Pourquoi les scientifiques sont-ils en train se s’ingérer dans le code génétique des êtres vivants et le modifier ? Le zoologiste Dmitri Issonkine livre son point de vue sur cette question dans un entretien accordé à La Voix de la Russie.
« Il peut y avoir plusieurs réponses à cette question. D’abord, les chercheurs poursuivent leur intérêt scientifique pour mieux comprendre le processus de formation des embryons et des cellules, ainsi que la possibilité de lier deux codes génétiques différents entre eux. Deuxièmement, l’aspect médical n’est pas négligeable. Les chercheurs désirent trouver un moyen de lutter contre les maladies incurables à l’aide des codes ADN des organismes étrangers qui sont résistants à telle ou telle maladie. Enfin, ce genre d’expériences pourrait être rentable du point de vue commercial à l’avenir, car les organes des animaux pourraient en principe être greffés et transplantés sur l’homme. »
- - -
--- Questions ---
[a] Modifiez le passage du texte de la page allant de « Pourquoi les scientifiques » jusqu'à « de la Russie. » inclus, en remplaçant « zoologiste » par « biologiste ».
[b] Répondez brièvement aux questions suivantes à partir du texte de la page.
(i) À quel média l'entretien a-t-il été accordé ?
(ii) Contre quelles maladies les chercheurs veulent-ils lutter à l'aide des codes ADN d'organismes étrangers ?
(iii) Qu'est-ce qui pourrait en principe être greffé et transplanté sur l'homme ?
- - -
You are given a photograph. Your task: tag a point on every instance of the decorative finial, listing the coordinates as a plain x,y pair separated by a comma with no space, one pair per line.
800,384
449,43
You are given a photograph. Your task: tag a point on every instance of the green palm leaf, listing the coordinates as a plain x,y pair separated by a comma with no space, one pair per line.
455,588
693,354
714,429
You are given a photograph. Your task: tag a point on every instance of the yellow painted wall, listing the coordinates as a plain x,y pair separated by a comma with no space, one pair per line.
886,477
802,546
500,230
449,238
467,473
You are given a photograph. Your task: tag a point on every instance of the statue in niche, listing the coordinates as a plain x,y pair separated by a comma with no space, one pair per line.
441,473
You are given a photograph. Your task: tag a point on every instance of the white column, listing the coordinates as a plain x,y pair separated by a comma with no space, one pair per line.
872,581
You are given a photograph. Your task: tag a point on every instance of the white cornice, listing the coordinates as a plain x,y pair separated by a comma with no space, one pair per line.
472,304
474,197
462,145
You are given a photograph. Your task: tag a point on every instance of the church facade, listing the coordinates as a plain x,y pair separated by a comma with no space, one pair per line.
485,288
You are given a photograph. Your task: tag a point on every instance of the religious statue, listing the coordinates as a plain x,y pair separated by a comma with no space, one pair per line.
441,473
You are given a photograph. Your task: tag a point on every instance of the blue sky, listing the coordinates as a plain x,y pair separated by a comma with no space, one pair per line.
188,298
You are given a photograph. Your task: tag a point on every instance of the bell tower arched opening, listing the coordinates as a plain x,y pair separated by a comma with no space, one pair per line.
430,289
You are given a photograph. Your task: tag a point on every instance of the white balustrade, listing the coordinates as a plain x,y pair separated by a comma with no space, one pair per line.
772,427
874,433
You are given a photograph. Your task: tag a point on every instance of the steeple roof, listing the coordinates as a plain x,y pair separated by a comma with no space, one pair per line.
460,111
- - -
--- Réponses par question ---
[a]
Pourquoi les scientifiques sont-ils en train se s’ingérer dans le code génétique des êtres vivants et le modifier ? Le biologiste Dmitri Issonkine livre son point de vue sur cette question dans un entretien accordé à La Voix de la Russie.

[b]
(i) À La Voix de la Russie.
(ii) Les maladies incurables.
(iii) Les organes des animaux.